Reproduce every line of the entries from the line with "In the photo above, where can the blue" up to and including the last line of the entries, adjusting each coordinate in the answers by -22.

Entries excerpted from a collection:
^^^^^^^^^^^^^^^^

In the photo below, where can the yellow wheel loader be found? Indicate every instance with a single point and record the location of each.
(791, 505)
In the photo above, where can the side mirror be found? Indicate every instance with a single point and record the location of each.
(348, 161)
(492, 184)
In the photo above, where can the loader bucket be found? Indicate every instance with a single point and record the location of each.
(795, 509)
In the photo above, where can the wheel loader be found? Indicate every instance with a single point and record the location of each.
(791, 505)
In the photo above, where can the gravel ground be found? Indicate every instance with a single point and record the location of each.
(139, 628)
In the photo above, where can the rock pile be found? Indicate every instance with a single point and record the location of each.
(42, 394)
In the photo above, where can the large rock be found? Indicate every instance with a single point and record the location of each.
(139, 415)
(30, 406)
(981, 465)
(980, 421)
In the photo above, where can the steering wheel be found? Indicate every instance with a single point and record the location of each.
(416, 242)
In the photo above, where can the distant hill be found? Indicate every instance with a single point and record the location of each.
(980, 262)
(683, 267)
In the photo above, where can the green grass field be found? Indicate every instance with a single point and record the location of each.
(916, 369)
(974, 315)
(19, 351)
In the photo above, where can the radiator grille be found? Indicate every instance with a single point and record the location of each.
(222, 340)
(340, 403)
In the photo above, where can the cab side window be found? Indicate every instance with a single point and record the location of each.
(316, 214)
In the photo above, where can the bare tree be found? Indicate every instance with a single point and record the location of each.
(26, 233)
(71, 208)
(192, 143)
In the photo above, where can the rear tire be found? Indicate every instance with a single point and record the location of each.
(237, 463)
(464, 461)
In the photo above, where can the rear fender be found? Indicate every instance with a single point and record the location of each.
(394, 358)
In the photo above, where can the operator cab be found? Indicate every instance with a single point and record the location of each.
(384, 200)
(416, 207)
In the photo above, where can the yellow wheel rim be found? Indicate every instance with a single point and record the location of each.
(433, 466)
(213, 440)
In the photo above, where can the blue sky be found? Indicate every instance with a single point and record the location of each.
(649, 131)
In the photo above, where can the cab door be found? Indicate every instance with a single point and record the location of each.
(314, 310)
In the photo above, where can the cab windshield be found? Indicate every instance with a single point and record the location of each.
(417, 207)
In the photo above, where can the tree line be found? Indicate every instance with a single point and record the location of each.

^^^^^^^^^^^^^^^^

● Output for this exercise
In the photo above, where can the blue sky be found? Indicate every instance with a single point and record the location of each.
(627, 109)
In the photo above, where can the cab door be found? Indicate every instance with a single point and record the location of each.
(292, 288)
In the photo above, where can the cab windshield be found? Indicate every instance with a single point and record the location of each.
(395, 185)
In the photo above, where can the tree line be found? Indicate every instance with a single point and record the location of each.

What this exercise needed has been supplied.